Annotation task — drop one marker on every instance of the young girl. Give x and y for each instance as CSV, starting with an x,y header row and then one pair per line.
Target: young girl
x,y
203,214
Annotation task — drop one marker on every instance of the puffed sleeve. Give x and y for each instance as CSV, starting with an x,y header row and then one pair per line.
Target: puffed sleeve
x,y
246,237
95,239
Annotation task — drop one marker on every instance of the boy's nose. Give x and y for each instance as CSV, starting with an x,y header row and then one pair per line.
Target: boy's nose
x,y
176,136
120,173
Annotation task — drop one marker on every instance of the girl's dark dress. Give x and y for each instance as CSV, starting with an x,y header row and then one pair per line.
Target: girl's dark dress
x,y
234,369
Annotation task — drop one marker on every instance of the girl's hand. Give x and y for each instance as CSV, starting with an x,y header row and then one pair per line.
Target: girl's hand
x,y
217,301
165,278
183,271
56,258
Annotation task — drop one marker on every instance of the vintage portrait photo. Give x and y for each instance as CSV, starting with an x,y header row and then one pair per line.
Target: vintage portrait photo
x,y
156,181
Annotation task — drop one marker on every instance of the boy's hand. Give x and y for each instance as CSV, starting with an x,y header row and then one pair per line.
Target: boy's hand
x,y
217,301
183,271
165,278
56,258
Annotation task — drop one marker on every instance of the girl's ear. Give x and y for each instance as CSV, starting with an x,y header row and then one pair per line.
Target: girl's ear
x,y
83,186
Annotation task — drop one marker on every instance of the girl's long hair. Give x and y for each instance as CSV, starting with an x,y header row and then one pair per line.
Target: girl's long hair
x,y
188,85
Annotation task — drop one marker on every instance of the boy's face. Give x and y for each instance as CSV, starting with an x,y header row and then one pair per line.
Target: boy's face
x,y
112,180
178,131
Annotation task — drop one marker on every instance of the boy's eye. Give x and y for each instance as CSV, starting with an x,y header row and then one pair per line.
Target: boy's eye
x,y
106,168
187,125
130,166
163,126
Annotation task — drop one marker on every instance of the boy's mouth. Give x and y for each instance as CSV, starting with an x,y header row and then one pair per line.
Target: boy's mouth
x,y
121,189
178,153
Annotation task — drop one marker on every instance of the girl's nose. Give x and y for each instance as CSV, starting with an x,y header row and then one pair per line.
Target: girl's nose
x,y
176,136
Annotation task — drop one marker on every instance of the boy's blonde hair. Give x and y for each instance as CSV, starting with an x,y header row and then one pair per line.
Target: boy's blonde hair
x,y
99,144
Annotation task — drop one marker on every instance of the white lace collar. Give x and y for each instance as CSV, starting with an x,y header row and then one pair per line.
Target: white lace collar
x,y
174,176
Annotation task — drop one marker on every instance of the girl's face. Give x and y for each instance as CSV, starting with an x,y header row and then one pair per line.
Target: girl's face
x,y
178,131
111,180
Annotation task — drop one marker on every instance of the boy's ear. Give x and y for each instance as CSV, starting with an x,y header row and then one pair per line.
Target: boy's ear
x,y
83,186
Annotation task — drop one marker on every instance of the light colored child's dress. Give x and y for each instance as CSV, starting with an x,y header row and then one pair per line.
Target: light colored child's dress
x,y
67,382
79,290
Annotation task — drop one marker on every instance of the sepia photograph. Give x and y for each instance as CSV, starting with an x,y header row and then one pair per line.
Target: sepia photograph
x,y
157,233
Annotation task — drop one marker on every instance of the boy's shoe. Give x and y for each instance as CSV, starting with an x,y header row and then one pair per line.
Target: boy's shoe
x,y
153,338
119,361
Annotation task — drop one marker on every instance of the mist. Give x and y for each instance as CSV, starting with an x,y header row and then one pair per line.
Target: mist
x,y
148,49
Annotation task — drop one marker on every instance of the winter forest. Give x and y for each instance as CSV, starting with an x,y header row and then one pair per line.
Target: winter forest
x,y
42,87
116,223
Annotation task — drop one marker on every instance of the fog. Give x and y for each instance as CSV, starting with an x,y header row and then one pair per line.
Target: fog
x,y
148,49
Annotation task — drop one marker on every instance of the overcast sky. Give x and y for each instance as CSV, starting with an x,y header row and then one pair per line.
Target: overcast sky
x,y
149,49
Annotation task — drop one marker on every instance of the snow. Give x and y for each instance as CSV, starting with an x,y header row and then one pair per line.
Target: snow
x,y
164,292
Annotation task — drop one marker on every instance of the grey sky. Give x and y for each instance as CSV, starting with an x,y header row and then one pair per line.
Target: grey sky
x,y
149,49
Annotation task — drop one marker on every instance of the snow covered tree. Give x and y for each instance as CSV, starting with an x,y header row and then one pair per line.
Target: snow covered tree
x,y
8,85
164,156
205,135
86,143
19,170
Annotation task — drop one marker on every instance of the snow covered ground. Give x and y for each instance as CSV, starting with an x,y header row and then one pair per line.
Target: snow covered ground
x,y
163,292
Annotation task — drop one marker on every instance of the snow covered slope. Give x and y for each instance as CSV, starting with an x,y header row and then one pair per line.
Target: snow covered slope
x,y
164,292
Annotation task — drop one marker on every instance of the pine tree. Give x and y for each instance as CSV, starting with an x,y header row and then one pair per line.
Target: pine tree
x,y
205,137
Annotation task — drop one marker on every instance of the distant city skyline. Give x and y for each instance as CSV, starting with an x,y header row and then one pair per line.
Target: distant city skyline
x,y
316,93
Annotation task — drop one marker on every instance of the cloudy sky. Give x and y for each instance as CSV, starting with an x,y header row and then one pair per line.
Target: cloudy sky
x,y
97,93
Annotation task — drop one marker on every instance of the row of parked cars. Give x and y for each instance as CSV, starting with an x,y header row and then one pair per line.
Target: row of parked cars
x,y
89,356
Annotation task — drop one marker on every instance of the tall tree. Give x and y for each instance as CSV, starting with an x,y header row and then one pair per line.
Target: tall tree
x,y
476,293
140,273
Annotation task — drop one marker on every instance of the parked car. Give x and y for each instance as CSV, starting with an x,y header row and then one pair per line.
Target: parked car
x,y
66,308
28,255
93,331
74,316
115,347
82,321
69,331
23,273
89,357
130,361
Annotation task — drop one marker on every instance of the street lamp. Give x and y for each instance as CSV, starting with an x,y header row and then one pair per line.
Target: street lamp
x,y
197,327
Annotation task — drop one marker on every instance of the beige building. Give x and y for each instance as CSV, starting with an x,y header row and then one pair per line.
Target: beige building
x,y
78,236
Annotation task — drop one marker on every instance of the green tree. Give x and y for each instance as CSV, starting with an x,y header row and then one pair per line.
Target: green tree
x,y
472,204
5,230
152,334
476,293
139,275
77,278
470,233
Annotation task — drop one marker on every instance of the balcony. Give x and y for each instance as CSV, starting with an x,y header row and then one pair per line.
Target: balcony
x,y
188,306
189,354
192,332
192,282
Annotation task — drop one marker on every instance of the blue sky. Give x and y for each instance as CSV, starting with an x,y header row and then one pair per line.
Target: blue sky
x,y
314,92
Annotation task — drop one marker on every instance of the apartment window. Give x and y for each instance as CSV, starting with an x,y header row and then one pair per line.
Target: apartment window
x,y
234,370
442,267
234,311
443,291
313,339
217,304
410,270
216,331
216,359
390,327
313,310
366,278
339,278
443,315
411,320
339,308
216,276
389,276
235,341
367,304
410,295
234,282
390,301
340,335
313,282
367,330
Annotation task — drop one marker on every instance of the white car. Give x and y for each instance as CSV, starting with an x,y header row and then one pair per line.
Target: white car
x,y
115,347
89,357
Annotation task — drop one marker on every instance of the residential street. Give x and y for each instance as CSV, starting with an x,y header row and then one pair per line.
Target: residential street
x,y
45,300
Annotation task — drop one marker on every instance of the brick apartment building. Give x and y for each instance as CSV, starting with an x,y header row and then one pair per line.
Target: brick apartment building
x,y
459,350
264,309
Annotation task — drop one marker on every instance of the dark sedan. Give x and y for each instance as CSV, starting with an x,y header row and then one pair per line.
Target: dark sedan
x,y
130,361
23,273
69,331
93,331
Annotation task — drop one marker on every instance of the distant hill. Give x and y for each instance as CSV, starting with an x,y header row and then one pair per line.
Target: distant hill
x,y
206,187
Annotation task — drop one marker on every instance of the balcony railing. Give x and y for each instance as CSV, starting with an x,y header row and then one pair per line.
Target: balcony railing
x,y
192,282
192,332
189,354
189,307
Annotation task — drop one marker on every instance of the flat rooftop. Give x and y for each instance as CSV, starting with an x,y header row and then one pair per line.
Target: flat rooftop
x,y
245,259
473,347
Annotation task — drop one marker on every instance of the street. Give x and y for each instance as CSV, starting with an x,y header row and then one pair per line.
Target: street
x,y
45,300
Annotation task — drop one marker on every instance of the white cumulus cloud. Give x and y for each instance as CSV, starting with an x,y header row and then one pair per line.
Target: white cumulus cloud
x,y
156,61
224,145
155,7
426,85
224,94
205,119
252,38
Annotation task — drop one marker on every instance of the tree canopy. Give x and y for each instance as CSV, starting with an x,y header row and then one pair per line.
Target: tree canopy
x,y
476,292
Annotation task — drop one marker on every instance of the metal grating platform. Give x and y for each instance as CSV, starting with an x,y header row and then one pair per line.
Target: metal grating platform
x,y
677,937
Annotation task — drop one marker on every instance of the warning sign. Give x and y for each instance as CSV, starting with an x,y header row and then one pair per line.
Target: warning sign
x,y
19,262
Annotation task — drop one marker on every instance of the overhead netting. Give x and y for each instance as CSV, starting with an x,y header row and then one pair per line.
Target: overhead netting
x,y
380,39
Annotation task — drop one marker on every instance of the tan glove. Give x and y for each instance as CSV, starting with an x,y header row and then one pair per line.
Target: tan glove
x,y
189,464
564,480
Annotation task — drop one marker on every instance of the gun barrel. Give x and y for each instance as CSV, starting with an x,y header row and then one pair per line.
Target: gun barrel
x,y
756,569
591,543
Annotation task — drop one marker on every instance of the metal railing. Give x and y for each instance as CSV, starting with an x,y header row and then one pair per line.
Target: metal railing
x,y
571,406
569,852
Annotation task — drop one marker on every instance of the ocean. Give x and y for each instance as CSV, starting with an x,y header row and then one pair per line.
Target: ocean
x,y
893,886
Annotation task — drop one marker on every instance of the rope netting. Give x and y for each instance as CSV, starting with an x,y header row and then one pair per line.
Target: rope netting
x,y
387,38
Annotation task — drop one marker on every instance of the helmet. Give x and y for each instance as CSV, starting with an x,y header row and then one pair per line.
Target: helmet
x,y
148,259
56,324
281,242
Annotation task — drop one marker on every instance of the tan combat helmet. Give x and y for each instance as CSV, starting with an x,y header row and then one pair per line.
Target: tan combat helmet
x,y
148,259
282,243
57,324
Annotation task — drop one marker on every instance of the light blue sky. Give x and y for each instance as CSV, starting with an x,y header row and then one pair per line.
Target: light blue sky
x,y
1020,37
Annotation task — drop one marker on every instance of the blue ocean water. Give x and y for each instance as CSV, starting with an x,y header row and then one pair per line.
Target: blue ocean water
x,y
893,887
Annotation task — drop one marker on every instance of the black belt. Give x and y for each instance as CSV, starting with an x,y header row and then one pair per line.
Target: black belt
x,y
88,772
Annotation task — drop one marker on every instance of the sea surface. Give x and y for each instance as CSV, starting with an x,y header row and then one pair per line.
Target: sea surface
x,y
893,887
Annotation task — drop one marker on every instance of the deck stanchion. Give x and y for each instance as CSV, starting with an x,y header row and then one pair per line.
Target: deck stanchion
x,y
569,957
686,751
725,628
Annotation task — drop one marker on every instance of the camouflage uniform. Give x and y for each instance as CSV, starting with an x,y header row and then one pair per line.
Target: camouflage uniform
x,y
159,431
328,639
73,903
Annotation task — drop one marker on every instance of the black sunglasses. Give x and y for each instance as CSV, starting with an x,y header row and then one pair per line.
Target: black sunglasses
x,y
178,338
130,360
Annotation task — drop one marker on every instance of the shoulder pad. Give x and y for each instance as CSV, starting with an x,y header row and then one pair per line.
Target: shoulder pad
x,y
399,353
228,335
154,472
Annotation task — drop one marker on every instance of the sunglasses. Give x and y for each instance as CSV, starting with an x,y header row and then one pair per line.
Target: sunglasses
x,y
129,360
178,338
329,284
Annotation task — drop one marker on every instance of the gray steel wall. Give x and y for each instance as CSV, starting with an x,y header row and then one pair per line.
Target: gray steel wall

**WRITTEN INSTRUCTION**. Starting with the line that contains "the black sunglasses.", return each line through the last one of the data above, exactly as written and nothing more.

**CORRECT OUTPUT**.
Annotation task — drop one marker on every instance of the black sunglasses. Give x and y for each instance as CSV, starting with an x,y header row and then one pair per line.
Target: black sunglasses
x,y
178,338
130,360
Annotation task — drop one marker on every instance of the shoulder pad. Give x and y for each instance as CSV, starting with an x,y header row and then one pair per line.
Target: shoulder pad
x,y
399,353
228,335
154,472
Annotation task — drop one marker on every instance of the sunglasses. Give x and y for each instance as CSV, starting with an x,y header row and then one pair per line.
Target: sunglasses
x,y
129,360
178,338
329,284
Annotation task — drop one marker on every instance of the gray steel wall. Give x and y for each instance as CSV, starting with an x,y header row and then one pair per line.
Target: gray steel wall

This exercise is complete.